**LISTING**
>> START

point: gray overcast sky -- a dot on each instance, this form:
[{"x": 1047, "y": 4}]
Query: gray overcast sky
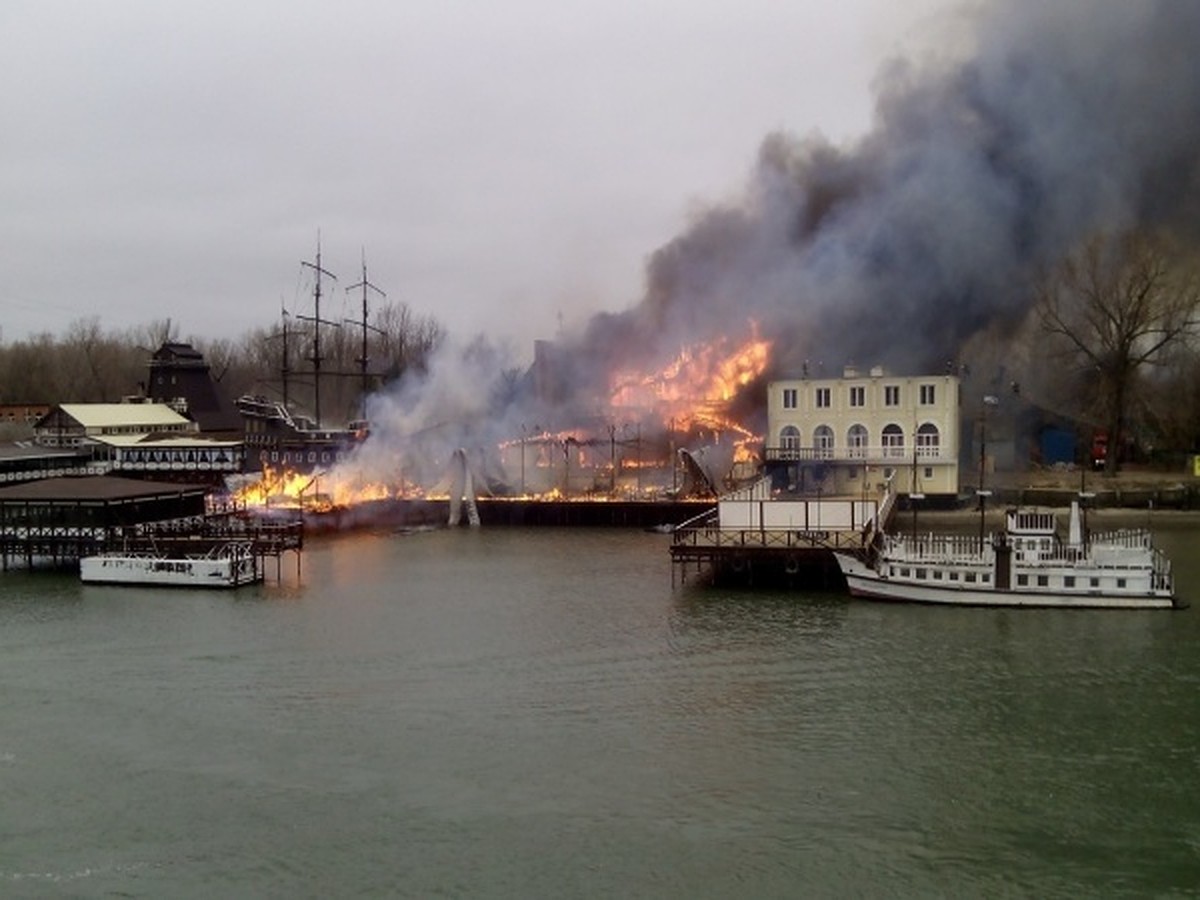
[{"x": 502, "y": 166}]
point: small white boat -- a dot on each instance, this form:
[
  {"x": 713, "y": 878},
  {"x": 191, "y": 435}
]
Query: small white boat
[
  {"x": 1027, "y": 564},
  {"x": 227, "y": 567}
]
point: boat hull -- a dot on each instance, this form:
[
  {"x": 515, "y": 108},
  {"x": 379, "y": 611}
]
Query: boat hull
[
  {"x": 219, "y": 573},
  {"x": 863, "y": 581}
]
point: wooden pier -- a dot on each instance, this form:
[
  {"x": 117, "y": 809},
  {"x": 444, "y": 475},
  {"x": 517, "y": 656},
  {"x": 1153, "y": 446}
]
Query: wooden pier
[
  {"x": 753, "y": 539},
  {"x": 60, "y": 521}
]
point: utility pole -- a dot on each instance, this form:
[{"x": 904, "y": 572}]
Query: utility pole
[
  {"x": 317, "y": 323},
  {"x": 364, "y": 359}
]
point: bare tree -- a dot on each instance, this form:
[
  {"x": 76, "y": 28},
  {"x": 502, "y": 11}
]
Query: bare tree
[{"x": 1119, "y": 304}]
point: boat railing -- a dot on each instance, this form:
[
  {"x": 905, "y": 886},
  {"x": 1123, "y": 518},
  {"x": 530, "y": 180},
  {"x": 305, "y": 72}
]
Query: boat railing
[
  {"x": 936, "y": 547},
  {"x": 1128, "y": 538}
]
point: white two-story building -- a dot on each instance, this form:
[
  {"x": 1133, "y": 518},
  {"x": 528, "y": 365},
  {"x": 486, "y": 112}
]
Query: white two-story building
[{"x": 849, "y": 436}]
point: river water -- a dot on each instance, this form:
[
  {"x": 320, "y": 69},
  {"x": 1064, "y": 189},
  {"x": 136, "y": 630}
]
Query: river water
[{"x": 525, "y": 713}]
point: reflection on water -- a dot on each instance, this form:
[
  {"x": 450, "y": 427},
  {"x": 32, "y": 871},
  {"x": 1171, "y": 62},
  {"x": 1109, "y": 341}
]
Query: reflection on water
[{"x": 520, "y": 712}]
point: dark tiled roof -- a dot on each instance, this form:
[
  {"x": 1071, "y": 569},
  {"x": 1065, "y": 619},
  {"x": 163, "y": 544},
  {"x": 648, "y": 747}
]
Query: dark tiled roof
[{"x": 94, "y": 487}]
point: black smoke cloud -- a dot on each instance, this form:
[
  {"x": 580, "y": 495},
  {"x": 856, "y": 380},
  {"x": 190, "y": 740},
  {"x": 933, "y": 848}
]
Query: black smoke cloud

>> END

**WORK TO DO**
Could you print every row above again, character for character, with the pictures left out?

**FINAL RESULT**
point: gray overcast sky -- a dot on each instance, this form:
[{"x": 1047, "y": 4}]
Query: gray overcast sky
[{"x": 502, "y": 166}]
point: small white boat -- a dot on each instance, this form:
[
  {"x": 713, "y": 878},
  {"x": 191, "y": 435}
]
Query: small white boat
[
  {"x": 1027, "y": 564},
  {"x": 227, "y": 567}
]
point: boat hull -- a dot on each instance, this form:
[
  {"x": 515, "y": 108},
  {"x": 379, "y": 611}
]
Query: boat hull
[
  {"x": 219, "y": 573},
  {"x": 863, "y": 581}
]
point: wooden pier -- a dot on each instance, this form:
[
  {"x": 117, "y": 809},
  {"x": 444, "y": 475},
  {"x": 517, "y": 656},
  {"x": 1153, "y": 446}
]
Query: wooden pier
[
  {"x": 753, "y": 539},
  {"x": 60, "y": 521}
]
point: utility pole -- a dot on each instance, this form:
[{"x": 904, "y": 572}]
Query: utility pole
[
  {"x": 317, "y": 323},
  {"x": 364, "y": 359}
]
point: bare tree -- a dot on each instance, this form:
[
  {"x": 76, "y": 28},
  {"x": 502, "y": 11}
]
Query: bare tree
[{"x": 1119, "y": 304}]
point: boat railing -- a dot on each instance, this form:
[
  {"x": 905, "y": 886},
  {"x": 1123, "y": 518},
  {"x": 530, "y": 180},
  {"x": 305, "y": 72}
]
Query: boat railing
[
  {"x": 936, "y": 547},
  {"x": 1128, "y": 538}
]
point: white two-story building -- a dot on each instance, this form:
[
  {"x": 1133, "y": 518},
  {"x": 528, "y": 365},
  {"x": 486, "y": 112}
]
Query: white two-story building
[{"x": 849, "y": 436}]
point: river water -- a dot on each instance, this form:
[
  {"x": 320, "y": 69},
  {"x": 1064, "y": 189},
  {"x": 136, "y": 630}
]
Query: river water
[{"x": 525, "y": 713}]
point: reflection on water -- a dot on each instance, this form:
[
  {"x": 450, "y": 427},
  {"x": 32, "y": 871},
  {"x": 1171, "y": 62},
  {"x": 1109, "y": 341}
]
Query: reflection on water
[{"x": 520, "y": 712}]
point: dark tiled roof -- a dot on each instance, this form:
[
  {"x": 1071, "y": 569},
  {"x": 1065, "y": 619},
  {"x": 163, "y": 544},
  {"x": 648, "y": 747}
]
Query: dark tiled roof
[{"x": 94, "y": 487}]
point: black smoke cloud -- a dot on each instance, this form:
[
  {"x": 580, "y": 495},
  {"x": 856, "y": 380},
  {"x": 190, "y": 740},
  {"x": 933, "y": 848}
]
Query: black smoke cloud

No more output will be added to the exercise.